**EXERCISE TASKS**
1. In the forum thread on the Hull-White model, on how many curves did one poster implement the model by Monte Carlo?
2. In the forum thread on the Hull-White model, list each topic that one poster says Brigo and Mercurio cover in their treatment of the model.
3. Repeat the stretch of the forum thread on the Hull-White model from "Hi Stylz,I have" through "be an issue.".

**TEXT PROVIDED**
---------------

I'm working on implementing the two factor HW model using a monte carlo simulation. I also need to model two interest rate curves simultaneously, which needs the correlation between the two curves to be incorporated. Does anyone have any reading suggestions or papers which deals with this problem?

I'm wondering if you ever found anything on the this subject. I am considering doing a very similar thing and would love to hear some feedback (or trade ideas).

I have successfully implemented this via monte carlo on 4 curves. I did it using Brigo/Mercurio, which is simply an awesome book. Don't use the formulas from Hull, they have a typo, and I learned it the hard way. Brigo and Mercurio provide a nice section on the model, on calibration, and even some advice on MCS (time step, discretization, etc).Good luck

Since the HW2 can be done with tree, what's the advantage with MC?

Hi Stylz,I have also followed the methodology described in Brigo/Mercury for Hull White Monte Carlo simulation for one factor. I have implemented it in matlab and then tried to price caps to compare to the theoretical values, but I am getting bad results... Could you please tell me which pages of the book did you use for your implementation? Do you know some paper concerning this matter?Thank you very much

Brigo and Mercurio discuss how you could simulate 2 curves simultaneously using G2++ in page 610 2nd. I guess you could extend that for HW. Are the rates curves that you want to simulate on the same currency ? If not then the calibration will be an issue.

---------------

**DATASET SECTION**
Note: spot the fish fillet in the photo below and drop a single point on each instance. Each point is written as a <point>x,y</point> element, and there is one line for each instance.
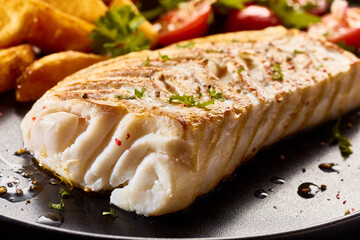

---------------

**ANSWERS FOR THE EXERCISE**
1. Four curves.

2.
- The model itself
- Calibration
- Advice on Monte Carlo simulation, such as time step and discretization

3.
Hi Stylz,I have also followed the methodology described in Brigo/Mercury for Hull White Monte Carlo simulation for one factor. I have implemented it in matlab and then tried to price caps to compare to the theoretical values, but I am getting bad results... Could you please tell me which pages of the book did you use for your implementation? Do you know some paper concerning this matter?Thank you very much

Brigo and Mercurio discuss how you could simulate 2 curves simultaneously using G2++ in page 610 2nd. I guess you could extend that for HW. Are the rates curves that you want to simulate on the same currency ? If not then the calibration will be an issue.